*Exercise*
Locate every line below that contains the word "white" and copy it.

*Dataset extract*
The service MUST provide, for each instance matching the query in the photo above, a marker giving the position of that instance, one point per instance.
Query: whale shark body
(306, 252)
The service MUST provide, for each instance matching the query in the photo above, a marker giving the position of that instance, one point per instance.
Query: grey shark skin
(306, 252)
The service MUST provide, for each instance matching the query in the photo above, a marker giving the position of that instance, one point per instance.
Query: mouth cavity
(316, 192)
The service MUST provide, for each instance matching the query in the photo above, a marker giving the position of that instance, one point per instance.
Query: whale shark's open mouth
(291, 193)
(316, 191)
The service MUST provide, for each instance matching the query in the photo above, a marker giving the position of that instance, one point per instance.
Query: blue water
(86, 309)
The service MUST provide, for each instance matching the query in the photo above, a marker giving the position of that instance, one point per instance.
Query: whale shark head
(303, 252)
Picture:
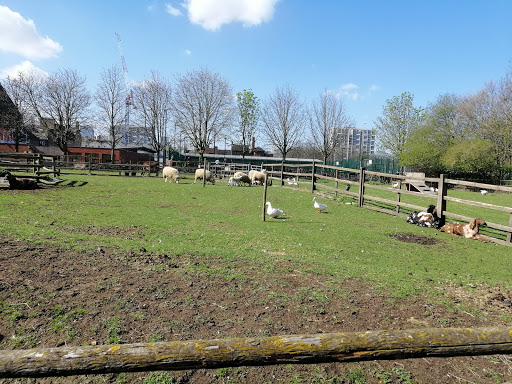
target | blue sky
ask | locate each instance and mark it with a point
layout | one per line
(365, 51)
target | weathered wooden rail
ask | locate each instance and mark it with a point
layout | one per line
(361, 179)
(29, 162)
(289, 349)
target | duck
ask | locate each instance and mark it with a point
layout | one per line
(318, 206)
(273, 212)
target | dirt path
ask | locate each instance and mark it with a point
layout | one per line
(52, 297)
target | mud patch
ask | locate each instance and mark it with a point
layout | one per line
(411, 238)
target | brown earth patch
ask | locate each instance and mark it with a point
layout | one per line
(416, 239)
(51, 296)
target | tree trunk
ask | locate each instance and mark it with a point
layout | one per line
(290, 349)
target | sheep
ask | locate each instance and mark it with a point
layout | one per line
(243, 178)
(171, 173)
(258, 177)
(16, 183)
(200, 173)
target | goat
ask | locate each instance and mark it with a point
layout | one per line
(469, 231)
(428, 218)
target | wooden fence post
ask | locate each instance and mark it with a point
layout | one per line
(313, 177)
(204, 173)
(264, 198)
(509, 234)
(442, 191)
(361, 187)
(336, 177)
(398, 195)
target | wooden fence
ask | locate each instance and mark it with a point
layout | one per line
(311, 175)
(29, 162)
(290, 349)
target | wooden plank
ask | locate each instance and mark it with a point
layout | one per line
(288, 349)
(478, 204)
(479, 185)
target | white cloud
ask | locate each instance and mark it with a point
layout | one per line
(373, 89)
(350, 91)
(26, 67)
(172, 10)
(19, 36)
(212, 14)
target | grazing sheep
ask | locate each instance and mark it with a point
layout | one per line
(234, 181)
(200, 173)
(428, 218)
(149, 167)
(171, 173)
(258, 177)
(469, 231)
(243, 178)
(15, 183)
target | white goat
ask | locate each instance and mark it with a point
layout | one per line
(171, 173)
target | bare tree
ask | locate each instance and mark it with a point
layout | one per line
(153, 100)
(327, 119)
(60, 102)
(13, 110)
(203, 107)
(283, 118)
(248, 113)
(110, 99)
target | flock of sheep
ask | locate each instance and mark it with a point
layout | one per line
(239, 178)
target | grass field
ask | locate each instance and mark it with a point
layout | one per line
(131, 243)
(226, 221)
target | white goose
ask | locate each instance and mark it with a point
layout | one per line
(273, 212)
(318, 206)
(292, 182)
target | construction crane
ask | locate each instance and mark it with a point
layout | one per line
(129, 96)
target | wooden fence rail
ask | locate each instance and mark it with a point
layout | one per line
(364, 199)
(289, 349)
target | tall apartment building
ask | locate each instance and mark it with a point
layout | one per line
(357, 142)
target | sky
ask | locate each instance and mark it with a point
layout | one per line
(366, 52)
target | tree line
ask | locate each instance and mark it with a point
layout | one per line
(466, 137)
(199, 106)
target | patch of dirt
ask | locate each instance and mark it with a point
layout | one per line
(50, 296)
(416, 239)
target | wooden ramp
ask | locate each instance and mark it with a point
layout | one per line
(415, 181)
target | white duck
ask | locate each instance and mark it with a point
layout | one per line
(273, 212)
(318, 206)
(292, 182)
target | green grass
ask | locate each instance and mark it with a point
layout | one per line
(130, 213)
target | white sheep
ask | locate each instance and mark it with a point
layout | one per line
(243, 178)
(171, 173)
(200, 173)
(258, 177)
(234, 181)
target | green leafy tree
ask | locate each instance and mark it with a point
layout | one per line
(399, 119)
(248, 114)
(470, 156)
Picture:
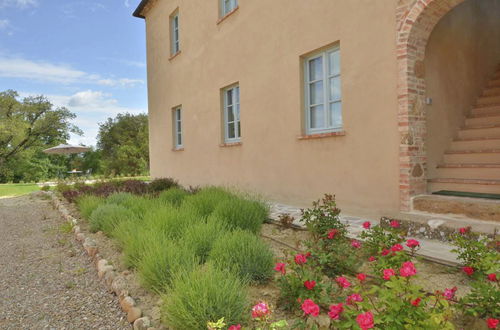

*Solution for this exercise*
target | white cloud
target | white goat
target | white goose
target | white duck
target | white sheep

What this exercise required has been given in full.